**STATED EXERCISE:**
Retype each of the records below line for line, omitting the pictures.

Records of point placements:
=-=-=-=-=

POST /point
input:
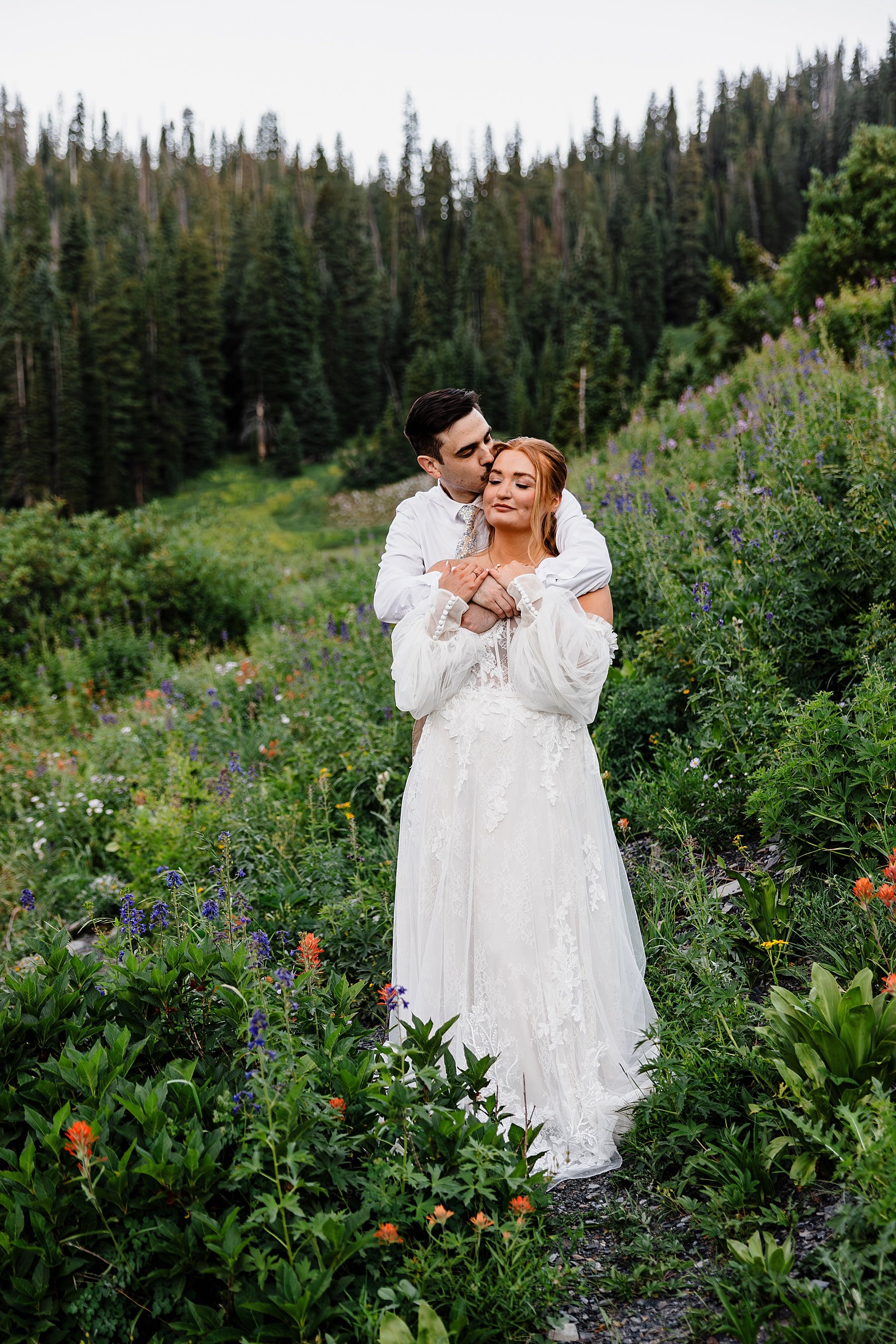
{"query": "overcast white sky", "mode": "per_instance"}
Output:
(327, 68)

=-=-=-=-=

**TASK ANSWER:**
POST /point
input:
{"query": "overcast white sky", "mode": "per_instance"}
Output:
(327, 68)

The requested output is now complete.